**** Document segment
BiVAE-CPI: An Interpretable Generative Model Using a Bilateral Variational Autoencoder for Compound-Protein Interaction Prediction.
Journal:
Journal of chemical information and modeling
Published Date:
Sep 8, 2025
Abstract
Predicting compound-protein interaction (CPI) plays a critical role in drug discovery and development, but traditional screening experiments consume much time and resources. Therefore, deep learning methods for CPI prediction are popular now. However, many existing methods treat CPI pairs as independent inputs, ignoring the correlations among different CPI pairs, and do not capture their latent representations well. In this paper, we propose a novel CPI prediction model, named BiVAE-CPI, which is built upon the bilateral variational autoencoder (BiVAE). It not only considers the correlations among different CPI pairs but also uses the latent factors to learn the shared low-dimensional latent representations for CPI prediction. This continuous representation based on the latent space fuses distribution and features, providing good interpretability, and the model can better match the bidirectional nature of compound-protein data. Additionally, the paper employs the graph isomorphism network (GIN) to directly learn the representation of the entire compound and utilizes a gated convolutional encoder to learn embeddings of protein sequences. Experimental results on two benchmarks, especially on imbalanced data sets, demonstrate that BiVAE-CPI outperforms the state-of-the-art methods. These results illustrate the performance of the proposed model in CPI prediction and also show that considering the correlation in different CPIs and the shared low-dimensional latent representation of compound-protein pairs is helpful for CPI prediction.
********
* **What you have to do**:
Answer these questions from the BiVAE-CPI paper listing:
1. In which journal was the paper published?
2. Which network does the model use to learn the representation of the entire compound?
3. What does the model use to learn embeddings of protein sequences?
**** Stored data
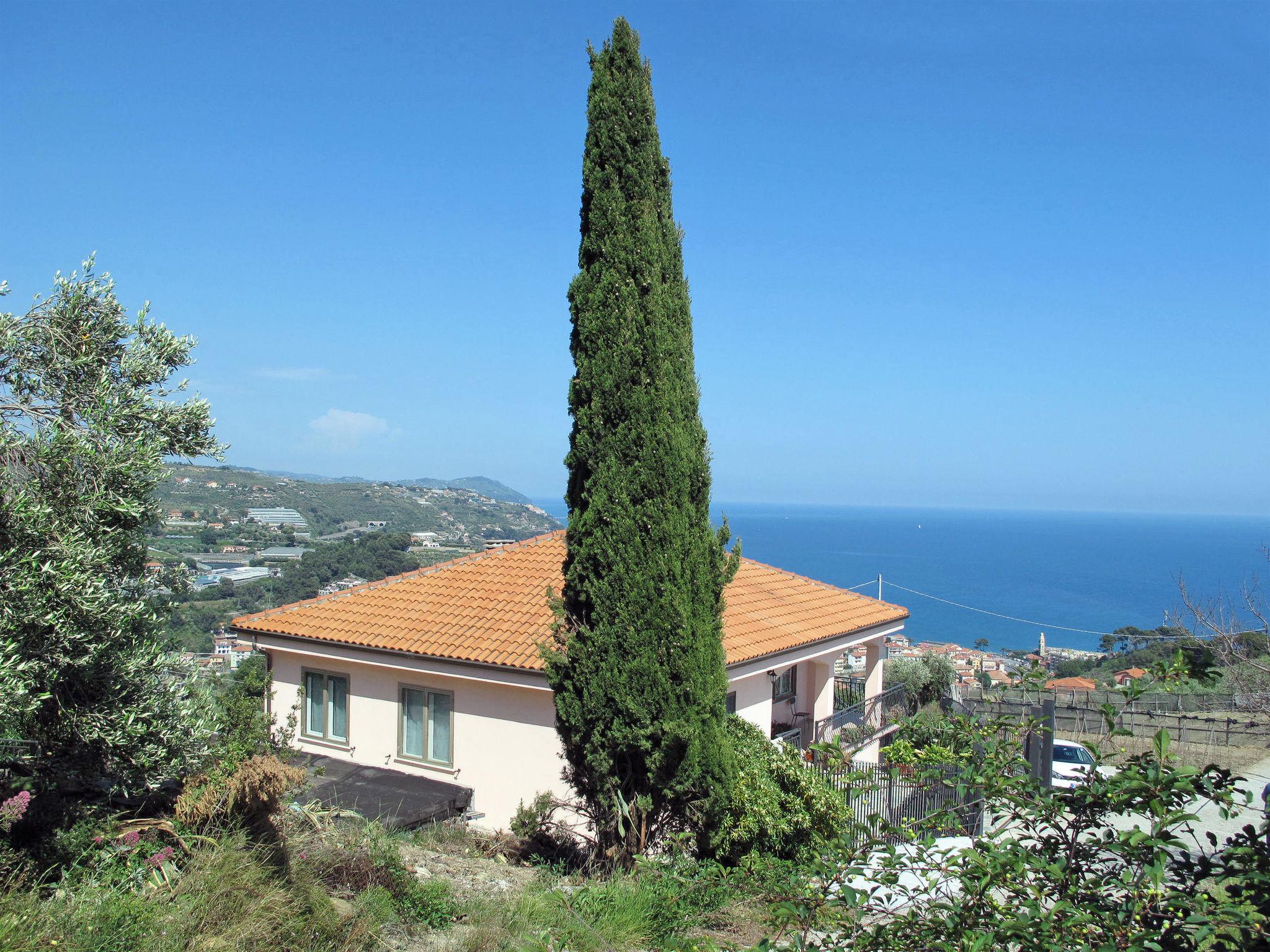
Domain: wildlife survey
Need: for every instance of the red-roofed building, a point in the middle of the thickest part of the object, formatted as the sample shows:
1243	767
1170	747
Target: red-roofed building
********
* **Result of the task**:
1. Journal of chemical information and modeling
2. The graph isomorphism network (GIN)
3. A gated convolutional encoder